*EXERCISE DETAILS*.
Will you print the material below without altering a single character?

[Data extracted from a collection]
— start —
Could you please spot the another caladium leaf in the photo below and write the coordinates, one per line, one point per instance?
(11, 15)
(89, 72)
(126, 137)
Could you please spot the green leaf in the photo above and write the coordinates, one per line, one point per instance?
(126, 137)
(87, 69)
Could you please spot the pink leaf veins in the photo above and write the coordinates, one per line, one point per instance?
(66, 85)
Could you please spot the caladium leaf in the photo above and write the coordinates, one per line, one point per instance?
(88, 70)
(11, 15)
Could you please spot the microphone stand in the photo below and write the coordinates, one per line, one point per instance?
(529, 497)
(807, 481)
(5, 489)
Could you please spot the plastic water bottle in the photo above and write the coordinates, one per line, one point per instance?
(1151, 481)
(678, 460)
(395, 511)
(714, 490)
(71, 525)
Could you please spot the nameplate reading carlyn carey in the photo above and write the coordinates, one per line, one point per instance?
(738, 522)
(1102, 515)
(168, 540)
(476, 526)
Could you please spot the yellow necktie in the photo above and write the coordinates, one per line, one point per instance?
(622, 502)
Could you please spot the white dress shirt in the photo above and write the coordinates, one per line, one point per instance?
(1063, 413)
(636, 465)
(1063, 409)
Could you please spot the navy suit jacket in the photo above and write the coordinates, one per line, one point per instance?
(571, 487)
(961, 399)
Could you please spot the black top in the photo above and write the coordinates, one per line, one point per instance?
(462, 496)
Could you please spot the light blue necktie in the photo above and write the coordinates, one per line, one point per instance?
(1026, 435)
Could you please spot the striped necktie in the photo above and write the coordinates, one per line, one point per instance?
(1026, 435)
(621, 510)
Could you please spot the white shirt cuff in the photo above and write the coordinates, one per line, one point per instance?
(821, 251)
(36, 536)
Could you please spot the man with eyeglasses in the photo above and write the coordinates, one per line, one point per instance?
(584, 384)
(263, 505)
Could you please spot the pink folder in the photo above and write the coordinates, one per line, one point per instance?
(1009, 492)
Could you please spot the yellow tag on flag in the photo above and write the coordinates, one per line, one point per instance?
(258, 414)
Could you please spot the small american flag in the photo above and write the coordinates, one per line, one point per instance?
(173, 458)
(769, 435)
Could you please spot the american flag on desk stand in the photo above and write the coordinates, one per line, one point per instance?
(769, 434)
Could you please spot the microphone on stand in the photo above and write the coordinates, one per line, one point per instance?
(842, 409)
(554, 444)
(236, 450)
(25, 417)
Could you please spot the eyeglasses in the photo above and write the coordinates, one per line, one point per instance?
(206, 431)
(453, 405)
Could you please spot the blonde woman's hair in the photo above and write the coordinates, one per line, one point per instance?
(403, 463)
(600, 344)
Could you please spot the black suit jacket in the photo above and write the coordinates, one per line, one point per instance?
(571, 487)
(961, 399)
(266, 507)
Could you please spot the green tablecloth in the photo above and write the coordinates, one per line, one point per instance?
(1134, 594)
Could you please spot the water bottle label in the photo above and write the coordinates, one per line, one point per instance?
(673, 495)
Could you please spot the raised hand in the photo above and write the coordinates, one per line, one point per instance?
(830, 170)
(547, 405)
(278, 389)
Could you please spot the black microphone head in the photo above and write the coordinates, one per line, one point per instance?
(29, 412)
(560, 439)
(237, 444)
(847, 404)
— end —
*COMPLETED TASK*.
Could you please spot the another caladium leaf in the photo below and write the coordinates, one per line, one point per instance?
(11, 15)
(89, 72)
(126, 137)
Could you please spot the green leaf in the photo above and write the coordinates, one per line, one point per instance?
(126, 137)
(87, 69)
Could you please spot the pink leaf veins in the photo above and write the coordinates, one per line, one point per instance?
(66, 85)
Could you please spot the caladium leaf in the photo above and write the coordinates, one per line, one point per instance?
(88, 70)
(11, 15)
Could you please spot the microphone stand in the photo below and write the coordinates, one per line, one point per instance?
(529, 497)
(807, 481)
(5, 489)
Could you please spot the plastic water bottle in the photo above and write the coordinates, one per line, one point per instance?
(1151, 481)
(678, 460)
(395, 511)
(714, 490)
(71, 525)
Could you please spot the nameplate reading carlyn carey in the photo above and write the coordinates, one per line, one point per instance?
(738, 522)
(1102, 515)
(168, 540)
(476, 526)
Could you please spot the yellow necktie in the photo above and write the coordinates, one per line, one point per instance?
(622, 502)
Could you please spot the white dress shirt in the photo above and write the coordinates, one per line, one point per instance?
(1063, 413)
(636, 465)
(1063, 409)
Could you please spot the navy suit jacket in the photo above and write the coordinates, one per line, one point per instance?
(571, 487)
(961, 399)
Could you please spot the black top in the photo above and write the coordinates, one per line, one point per instance?
(462, 496)
Could you please spot the light blue necktie in the photo above and write the coordinates, one per line, one point per instance?
(1026, 435)
Could you please spot the striped necktie in the photo above and write the coordinates, one per line, one point per instance?
(1026, 435)
(621, 510)
Could you please spot the white shirt cuff in the photo above and write the coordinates, one per line, one point per instance?
(821, 251)
(36, 536)
Could you please spot the man with eyeglasses in the photo above and write the coordinates, one per line, one point per instance?
(584, 384)
(263, 505)
Could you please spot the pink folder in the photo above and write the coordinates, one per line, one point per instance?
(1009, 492)
Could you please spot the yellow tag on flag in the photo above and write the coordinates, one per line, one point per instance?
(258, 414)
Could you please spot the small american flag in the photo above and write the coordinates, one per line, one point per instance?
(173, 458)
(769, 435)
Could you please spot the american flag on desk stand in the photo above and write the coordinates, one per line, one point per instance?
(769, 434)
Could you please spot the microphone on stand in the photo above and write the coordinates, one per line, one point per instance?
(842, 409)
(554, 444)
(236, 450)
(25, 417)
Could you please spot the eyeglasses in the photo above and write the coordinates, one per line, one point per instance?
(206, 431)
(453, 405)
Could you please spot the blonde woman's hair in the photo above and write the coordinates, one per line, one point per instance?
(403, 463)
(600, 344)
Could you please spot the black suit jacket in the photo above and write the coordinates, one per line, one point per instance?
(571, 487)
(961, 399)
(266, 507)
Could you please spot the green tablecloth in the photo above and write the coordinates, one per line, one point per instance?
(1134, 594)
Could you please spot the water bottle label in the photo above and write the coordinates, one per line, one point per instance?
(673, 495)
Could you please spot the raised hand in the photo above and write the coordinates, one per line, one point per instance?
(830, 170)
(547, 405)
(278, 389)
Could you please spot the black microphone head in the photo above and write the coordinates, one per line, one point per instance?
(29, 412)
(560, 439)
(237, 444)
(847, 404)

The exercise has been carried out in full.